Алексей ИВИН
-----------------------------------------------
©, ИВИН А.Н., автор, 2014 г.
ОТКРЫТОЕ ПИСЬМО НИНЕ АБРАМОВИЧ
Нина! Я нашел причину многих наших бед. И я нашел им объяснение в «теории водоразделов». Нет, не только наших с тобой бед, а всеобщих, - потому что наши-то отношения идеальны, виртуальны, нереальны, и прочая, и прочая. (Да и то, Нина, поскольку ты обещала прибыть ко мне проездом из Санкт-Петербурга, но не захотела или не смогла, у меня от этой вынужденной задержки, как у Пушкина в карантине в Болдине (кажется, в Болдине?), маленькая «болдинская осень» началась. А ведь мы заочники, даже не знакомы, даже не прикасались еще друг к другу, как в ту пору Пушкин к Натали Гончаровой). Ну, так вот, слушай меня внимательно, Нина, следи за моими рассуждениями.
Чем отличаются творческие люди от остальных? Какой-то общей неприкаянностью, неустроенностью, скитальчеством, некой еврейскостью (раз есть термин «русскость», отчего не быть «еврейскости»?). Не пришей кобыле хвост, не пришей к одному месту рукав, не пришей-не пристегни - вот кто мы по основоположным признакам. Возьмем вначале Пушкина, потом меня, потом тебя, проиллюстрируем примерами, чтобы суть моего открытия прояснилась.

→ Перечень записей:
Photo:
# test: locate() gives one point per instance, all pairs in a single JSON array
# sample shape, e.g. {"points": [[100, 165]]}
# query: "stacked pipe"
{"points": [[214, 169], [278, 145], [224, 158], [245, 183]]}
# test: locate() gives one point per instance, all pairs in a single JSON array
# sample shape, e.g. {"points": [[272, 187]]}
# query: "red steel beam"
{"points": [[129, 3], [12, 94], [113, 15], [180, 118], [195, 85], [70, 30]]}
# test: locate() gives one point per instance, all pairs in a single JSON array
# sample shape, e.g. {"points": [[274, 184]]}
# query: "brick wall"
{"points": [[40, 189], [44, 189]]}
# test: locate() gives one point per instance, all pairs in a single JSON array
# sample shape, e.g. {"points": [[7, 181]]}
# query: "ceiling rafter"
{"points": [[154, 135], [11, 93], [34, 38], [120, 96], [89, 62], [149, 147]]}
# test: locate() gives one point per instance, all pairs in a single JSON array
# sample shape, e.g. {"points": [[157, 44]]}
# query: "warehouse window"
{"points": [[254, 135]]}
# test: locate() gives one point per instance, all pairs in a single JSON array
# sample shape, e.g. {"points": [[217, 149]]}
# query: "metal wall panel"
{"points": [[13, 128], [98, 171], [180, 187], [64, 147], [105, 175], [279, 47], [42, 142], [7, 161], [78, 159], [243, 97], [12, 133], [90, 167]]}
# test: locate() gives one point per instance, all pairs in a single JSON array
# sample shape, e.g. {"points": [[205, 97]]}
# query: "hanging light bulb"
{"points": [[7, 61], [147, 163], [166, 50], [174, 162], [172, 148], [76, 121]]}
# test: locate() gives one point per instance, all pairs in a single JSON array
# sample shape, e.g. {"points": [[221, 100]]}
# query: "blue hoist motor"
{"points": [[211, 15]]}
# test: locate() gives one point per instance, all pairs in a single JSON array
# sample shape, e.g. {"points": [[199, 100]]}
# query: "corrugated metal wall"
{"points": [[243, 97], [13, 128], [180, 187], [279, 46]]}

→ Задание: Измените фрагмент открытого письма: перепишите его, начиная со слов «ОТКРЫТОЕ ПИСЬМО НИНЕ» и продолжая до слов «за моими рассуждениями.» включительно, и при этом замените «бед» на «несчастий».

→ Ответ:
ОТКРЫТОЕ ПИСЬМО НИНЕ АБРАМОВИЧ
Нина! Я нашел причину многих наших несчастий. И я нашел им объяснение в «теории водоразделов». Нет, не только наших с тобой несчастий, а всеобщих, - потому что наши-то отношения идеальны, виртуальны, нереальны, и прочая, и прочая. (Да и то, Нина, поскольку ты обещала прибыть ко мне проездом из Санкт-Петербурга, но не захотела или не смогла, у меня от этой вынужденной задержки, как у Пушкина в карантине в Болдине (кажется, в Болдине?), маленькая «болдинская осень» началась. А ведь мы заочники, даже не знакомы, даже не прикасались еще друг к другу, как в ту пору Пушкин к Натали Гончаровой). Ну, так вот, слушай меня внимательно, Нина, следи за моими рассуждениями.